* DATA *
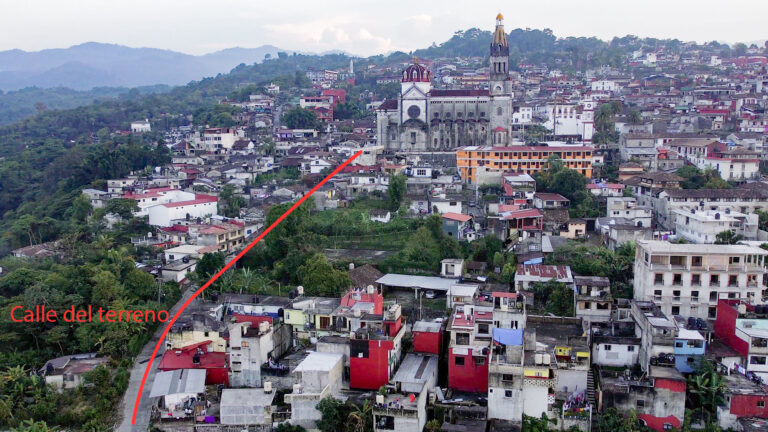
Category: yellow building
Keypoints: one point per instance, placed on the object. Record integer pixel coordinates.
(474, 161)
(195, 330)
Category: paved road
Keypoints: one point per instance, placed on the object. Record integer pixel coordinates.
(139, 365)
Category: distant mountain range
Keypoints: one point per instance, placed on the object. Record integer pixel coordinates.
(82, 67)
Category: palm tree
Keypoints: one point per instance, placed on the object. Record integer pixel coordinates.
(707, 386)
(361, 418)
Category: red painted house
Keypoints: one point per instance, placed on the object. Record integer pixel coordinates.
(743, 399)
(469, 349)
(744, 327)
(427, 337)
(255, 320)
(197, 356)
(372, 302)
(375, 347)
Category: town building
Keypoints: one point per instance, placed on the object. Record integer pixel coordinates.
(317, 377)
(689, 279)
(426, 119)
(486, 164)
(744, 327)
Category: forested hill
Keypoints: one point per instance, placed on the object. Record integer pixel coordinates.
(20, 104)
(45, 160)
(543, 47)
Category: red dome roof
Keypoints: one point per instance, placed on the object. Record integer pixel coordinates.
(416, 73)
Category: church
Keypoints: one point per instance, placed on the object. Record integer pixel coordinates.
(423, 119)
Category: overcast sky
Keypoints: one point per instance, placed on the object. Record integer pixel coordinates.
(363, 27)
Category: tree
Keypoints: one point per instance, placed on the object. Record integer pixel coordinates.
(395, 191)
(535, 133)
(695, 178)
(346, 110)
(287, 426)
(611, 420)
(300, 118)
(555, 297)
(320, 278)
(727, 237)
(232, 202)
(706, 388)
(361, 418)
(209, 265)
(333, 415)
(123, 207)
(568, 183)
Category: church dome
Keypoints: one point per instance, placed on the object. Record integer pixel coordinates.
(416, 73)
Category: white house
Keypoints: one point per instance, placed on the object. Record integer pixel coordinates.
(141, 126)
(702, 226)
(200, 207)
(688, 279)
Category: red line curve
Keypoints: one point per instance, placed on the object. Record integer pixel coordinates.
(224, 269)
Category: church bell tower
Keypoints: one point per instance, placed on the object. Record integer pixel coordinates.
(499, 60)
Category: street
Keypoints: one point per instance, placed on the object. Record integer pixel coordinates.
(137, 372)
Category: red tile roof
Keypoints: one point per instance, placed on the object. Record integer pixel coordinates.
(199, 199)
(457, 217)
* * *
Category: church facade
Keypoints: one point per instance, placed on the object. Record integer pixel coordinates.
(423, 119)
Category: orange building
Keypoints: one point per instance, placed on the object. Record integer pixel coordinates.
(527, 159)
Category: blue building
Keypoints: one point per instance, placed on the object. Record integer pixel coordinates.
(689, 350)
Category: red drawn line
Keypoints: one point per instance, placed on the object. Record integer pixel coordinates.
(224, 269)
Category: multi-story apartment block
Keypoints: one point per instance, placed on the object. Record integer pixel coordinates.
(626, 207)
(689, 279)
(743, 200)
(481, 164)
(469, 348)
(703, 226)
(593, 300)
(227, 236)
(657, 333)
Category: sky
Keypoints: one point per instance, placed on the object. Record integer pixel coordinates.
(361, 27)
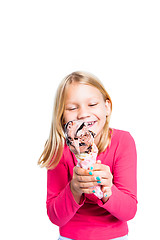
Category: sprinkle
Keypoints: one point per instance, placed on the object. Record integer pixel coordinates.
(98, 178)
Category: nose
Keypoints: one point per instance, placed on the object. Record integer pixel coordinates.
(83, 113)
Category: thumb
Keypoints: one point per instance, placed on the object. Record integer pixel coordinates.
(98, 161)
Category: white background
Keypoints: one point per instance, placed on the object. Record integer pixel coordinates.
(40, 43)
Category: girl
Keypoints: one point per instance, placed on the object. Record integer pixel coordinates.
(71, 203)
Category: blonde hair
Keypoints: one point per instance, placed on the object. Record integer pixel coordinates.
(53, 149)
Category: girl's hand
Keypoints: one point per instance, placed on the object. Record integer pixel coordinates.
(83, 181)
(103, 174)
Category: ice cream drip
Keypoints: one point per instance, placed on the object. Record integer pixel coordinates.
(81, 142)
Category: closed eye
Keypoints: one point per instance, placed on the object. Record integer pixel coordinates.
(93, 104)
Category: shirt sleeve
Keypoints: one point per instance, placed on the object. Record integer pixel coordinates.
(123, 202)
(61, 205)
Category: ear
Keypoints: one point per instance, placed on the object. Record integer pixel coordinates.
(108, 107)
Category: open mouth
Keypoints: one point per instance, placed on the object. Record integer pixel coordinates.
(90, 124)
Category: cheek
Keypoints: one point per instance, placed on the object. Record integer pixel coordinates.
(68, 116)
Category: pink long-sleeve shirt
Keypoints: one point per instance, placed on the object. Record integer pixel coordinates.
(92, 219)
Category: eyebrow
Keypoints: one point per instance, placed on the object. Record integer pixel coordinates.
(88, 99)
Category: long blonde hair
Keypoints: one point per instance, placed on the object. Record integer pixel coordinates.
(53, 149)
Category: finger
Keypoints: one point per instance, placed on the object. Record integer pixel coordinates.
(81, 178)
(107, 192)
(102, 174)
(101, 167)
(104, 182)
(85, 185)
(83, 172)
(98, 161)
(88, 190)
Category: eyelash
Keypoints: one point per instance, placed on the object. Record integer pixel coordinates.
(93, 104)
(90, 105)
* * *
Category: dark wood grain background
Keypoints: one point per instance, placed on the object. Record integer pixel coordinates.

* WHAT THE TASK REQUIRES *
In the listing above, find the line containing "Category: palm tree" and the line containing "Category: red painted house", then quote both, plus every line between them, exactly as written.

* YOUR RESPONSE *
Category: palm tree
Keypoints: one point per instance, placed on the object. Record integer pixel coordinates.
(707, 386)
(361, 418)
Category: red painted house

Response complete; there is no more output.